=== Excerpted data ===

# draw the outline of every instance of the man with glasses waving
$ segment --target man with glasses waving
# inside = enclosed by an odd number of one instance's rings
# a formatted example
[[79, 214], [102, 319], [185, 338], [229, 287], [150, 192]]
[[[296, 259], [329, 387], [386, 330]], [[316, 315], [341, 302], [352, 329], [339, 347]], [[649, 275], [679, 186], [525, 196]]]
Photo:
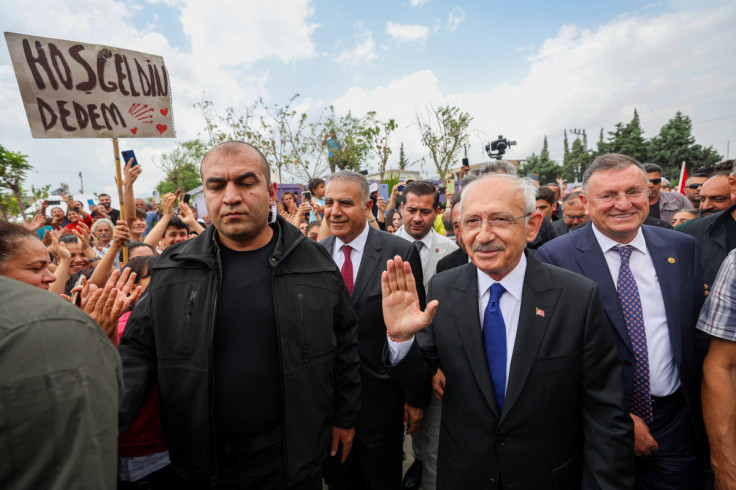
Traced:
[[649, 180], [649, 216], [670, 222], [679, 210], [690, 207], [690, 201], [679, 192], [662, 192], [662, 167], [645, 163]]
[[633, 423], [598, 287], [525, 251], [542, 220], [535, 196], [511, 175], [463, 189], [472, 263], [432, 279], [425, 311], [408, 264], [396, 257], [382, 276], [392, 379], [421, 382], [438, 365], [446, 377], [438, 490], [633, 486]]
[[698, 489], [708, 461], [700, 409], [708, 344], [695, 330], [704, 299], [700, 247], [683, 233], [642, 226], [654, 178], [645, 168], [625, 155], [596, 158], [581, 196], [592, 223], [541, 247], [537, 258], [600, 287], [634, 420], [636, 488]]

===

To do:
Update the records above by putting "a hat" wherever "glasses" appears, keeping everything else the same. Leave the pictures out of your answer.

Task result:
# draw the outline of every instance of the man with a hat waving
$ segment --target man with a hat waving
# inside = enclosed by an odd number of one instance's rings
# a formatted example
[[79, 214], [102, 319], [185, 338], [229, 287], [150, 192]]
[[[296, 259], [329, 387], [386, 330]], [[316, 315], [341, 302], [352, 329], [339, 347]], [[649, 275], [679, 186], [525, 196]]]
Photo:
Traced:
[[649, 180], [649, 216], [670, 222], [679, 210], [690, 207], [690, 201], [679, 192], [662, 192], [662, 167], [645, 163]]
[[633, 423], [598, 287], [525, 251], [542, 220], [535, 196], [511, 175], [463, 189], [472, 263], [432, 279], [425, 311], [408, 264], [396, 257], [382, 276], [392, 379], [421, 382], [438, 365], [446, 377], [438, 490], [633, 486]]
[[698, 489], [708, 461], [700, 409], [708, 344], [695, 330], [704, 299], [700, 247], [683, 233], [642, 226], [654, 178], [645, 168], [625, 155], [596, 158], [581, 196], [592, 223], [541, 247], [537, 258], [600, 287], [634, 420], [636, 488]]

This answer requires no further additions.